(Written instruction)
Find every line in the rows below that contains the word "wooden" and copy each one out.

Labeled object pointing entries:

---------------

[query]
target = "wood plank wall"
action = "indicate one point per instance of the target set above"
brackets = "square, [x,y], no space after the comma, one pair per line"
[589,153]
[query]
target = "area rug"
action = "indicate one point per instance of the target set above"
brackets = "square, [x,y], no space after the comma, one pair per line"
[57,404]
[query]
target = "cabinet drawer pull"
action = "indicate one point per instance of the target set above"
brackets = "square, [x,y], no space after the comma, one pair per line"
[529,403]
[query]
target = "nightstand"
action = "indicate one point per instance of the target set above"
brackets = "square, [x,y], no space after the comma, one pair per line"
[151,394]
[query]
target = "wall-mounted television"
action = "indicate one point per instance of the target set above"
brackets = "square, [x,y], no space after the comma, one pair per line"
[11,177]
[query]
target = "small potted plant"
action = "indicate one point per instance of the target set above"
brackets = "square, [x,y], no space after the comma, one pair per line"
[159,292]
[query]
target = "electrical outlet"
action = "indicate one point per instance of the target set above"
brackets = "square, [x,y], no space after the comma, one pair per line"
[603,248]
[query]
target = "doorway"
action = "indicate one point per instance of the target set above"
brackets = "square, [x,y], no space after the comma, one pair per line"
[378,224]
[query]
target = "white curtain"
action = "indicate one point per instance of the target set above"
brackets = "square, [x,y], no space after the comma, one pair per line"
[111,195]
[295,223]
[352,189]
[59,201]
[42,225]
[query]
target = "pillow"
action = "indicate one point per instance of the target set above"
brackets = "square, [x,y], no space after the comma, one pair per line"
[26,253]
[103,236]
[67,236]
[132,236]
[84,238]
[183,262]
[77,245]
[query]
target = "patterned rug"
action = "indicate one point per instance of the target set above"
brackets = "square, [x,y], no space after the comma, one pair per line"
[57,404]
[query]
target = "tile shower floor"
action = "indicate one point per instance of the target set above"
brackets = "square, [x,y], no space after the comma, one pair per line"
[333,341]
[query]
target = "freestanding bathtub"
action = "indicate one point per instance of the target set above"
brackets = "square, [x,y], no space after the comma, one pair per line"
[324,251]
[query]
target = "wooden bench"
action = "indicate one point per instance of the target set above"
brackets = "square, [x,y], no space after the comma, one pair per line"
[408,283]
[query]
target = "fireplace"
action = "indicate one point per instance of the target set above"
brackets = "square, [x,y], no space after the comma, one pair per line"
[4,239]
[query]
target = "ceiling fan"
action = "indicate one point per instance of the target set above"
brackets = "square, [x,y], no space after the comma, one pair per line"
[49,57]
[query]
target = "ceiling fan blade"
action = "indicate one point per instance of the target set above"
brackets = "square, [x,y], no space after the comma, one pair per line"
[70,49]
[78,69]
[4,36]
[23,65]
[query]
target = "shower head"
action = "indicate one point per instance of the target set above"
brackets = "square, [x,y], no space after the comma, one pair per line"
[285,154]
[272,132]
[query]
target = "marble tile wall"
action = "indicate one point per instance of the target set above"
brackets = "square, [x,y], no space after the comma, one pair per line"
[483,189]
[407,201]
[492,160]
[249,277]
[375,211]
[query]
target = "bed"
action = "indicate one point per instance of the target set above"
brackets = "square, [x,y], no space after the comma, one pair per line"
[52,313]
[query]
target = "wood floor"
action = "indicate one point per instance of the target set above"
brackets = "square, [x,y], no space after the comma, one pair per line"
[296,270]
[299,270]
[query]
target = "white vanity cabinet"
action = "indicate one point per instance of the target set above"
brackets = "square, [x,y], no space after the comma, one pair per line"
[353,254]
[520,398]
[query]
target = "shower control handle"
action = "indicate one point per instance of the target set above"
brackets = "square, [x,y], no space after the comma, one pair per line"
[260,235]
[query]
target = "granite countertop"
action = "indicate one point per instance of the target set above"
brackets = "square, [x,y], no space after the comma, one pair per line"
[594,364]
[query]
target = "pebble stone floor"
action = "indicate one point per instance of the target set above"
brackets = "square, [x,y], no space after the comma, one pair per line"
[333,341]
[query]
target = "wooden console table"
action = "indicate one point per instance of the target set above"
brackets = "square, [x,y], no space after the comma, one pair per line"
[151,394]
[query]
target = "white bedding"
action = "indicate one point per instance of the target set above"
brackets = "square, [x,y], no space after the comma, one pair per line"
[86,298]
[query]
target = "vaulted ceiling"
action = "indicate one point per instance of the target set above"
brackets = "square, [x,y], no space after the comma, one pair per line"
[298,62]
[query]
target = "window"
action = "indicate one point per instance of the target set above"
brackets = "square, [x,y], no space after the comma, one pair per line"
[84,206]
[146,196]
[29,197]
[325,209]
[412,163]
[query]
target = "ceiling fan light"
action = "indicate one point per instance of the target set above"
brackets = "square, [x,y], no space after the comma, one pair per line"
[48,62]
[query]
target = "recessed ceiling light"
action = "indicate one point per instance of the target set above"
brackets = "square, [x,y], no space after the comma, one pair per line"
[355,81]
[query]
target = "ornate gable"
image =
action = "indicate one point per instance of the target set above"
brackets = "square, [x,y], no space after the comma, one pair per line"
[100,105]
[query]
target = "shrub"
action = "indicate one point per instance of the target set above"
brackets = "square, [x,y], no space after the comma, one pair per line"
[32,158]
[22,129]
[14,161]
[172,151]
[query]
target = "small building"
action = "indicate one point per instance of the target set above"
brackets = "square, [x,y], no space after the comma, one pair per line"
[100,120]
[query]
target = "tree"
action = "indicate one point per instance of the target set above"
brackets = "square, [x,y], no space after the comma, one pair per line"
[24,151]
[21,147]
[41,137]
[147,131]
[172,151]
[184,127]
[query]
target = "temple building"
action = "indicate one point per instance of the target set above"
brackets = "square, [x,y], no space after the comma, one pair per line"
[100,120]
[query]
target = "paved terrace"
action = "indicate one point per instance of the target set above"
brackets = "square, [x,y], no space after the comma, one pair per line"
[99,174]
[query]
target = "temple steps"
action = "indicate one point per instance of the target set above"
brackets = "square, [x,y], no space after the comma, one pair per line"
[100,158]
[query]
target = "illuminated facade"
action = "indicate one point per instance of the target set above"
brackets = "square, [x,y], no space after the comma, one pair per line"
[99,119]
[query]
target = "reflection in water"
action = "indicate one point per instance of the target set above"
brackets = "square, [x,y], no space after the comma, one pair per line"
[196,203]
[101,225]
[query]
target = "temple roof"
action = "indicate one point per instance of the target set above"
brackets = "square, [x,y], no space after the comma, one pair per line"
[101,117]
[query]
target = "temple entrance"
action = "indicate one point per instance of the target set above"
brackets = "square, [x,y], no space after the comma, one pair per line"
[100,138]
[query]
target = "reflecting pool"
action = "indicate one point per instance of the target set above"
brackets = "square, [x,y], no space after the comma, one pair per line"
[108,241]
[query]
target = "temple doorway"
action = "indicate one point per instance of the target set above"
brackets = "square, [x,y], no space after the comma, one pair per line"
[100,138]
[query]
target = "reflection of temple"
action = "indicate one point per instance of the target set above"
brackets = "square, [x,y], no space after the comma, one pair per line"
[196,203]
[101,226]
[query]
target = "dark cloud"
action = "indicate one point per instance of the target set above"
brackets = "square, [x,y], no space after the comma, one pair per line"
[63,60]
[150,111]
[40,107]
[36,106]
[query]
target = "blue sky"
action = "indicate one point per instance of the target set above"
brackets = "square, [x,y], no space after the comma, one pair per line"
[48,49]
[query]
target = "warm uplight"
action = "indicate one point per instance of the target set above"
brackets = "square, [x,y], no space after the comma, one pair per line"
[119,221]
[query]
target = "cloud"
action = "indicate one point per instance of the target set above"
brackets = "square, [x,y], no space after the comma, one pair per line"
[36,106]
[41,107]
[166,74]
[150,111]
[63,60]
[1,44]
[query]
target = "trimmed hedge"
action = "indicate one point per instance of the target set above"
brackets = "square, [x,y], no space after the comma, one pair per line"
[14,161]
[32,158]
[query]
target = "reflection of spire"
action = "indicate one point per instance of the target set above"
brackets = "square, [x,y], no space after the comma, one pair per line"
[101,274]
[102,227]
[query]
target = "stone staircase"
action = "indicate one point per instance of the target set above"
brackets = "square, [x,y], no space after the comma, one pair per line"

---------------

(Final result)
target = "wooden bench"
target = "wooden console table"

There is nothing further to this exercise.